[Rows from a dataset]
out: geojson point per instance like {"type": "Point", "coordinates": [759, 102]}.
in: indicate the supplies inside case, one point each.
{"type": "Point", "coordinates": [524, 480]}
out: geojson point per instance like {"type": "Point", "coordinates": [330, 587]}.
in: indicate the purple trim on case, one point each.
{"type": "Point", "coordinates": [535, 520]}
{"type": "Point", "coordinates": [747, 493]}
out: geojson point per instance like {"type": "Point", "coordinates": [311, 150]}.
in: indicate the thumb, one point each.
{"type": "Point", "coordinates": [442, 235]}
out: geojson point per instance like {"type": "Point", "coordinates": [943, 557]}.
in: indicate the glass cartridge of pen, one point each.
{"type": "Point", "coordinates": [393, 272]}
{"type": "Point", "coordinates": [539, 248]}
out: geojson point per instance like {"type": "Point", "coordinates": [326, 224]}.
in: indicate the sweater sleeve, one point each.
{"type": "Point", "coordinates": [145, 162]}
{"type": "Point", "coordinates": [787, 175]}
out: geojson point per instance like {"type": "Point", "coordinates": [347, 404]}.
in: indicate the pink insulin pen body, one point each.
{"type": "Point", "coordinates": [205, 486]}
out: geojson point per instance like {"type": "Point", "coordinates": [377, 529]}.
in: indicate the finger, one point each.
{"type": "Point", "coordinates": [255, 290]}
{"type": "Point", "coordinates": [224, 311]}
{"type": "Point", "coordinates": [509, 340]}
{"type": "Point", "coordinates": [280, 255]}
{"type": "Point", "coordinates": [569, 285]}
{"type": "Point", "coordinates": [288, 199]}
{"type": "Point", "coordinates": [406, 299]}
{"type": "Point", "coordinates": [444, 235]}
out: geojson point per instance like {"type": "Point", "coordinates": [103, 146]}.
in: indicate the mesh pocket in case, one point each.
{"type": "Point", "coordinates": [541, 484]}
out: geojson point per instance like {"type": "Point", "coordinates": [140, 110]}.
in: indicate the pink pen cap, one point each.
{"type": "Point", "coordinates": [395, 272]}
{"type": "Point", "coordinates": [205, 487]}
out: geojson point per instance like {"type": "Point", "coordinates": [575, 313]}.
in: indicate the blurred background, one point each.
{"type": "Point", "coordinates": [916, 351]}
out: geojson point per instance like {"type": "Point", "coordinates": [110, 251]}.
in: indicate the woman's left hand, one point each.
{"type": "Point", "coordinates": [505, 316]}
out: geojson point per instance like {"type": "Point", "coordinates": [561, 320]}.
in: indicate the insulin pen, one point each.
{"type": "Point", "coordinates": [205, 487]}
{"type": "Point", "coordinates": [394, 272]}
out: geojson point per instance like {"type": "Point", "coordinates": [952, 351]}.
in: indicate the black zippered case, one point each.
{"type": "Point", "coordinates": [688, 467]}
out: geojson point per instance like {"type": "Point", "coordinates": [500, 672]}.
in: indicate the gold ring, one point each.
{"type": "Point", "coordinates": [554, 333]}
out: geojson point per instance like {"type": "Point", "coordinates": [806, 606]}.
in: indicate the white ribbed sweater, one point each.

> [DO THIS] Extract every line of the material above that contains the word "insulin", copying each one in full.

> [SOLUTION TO THE PROBLEM]
in: indicate the pink insulin pen body, one point each.
in: indicate the insulin pen, one point each.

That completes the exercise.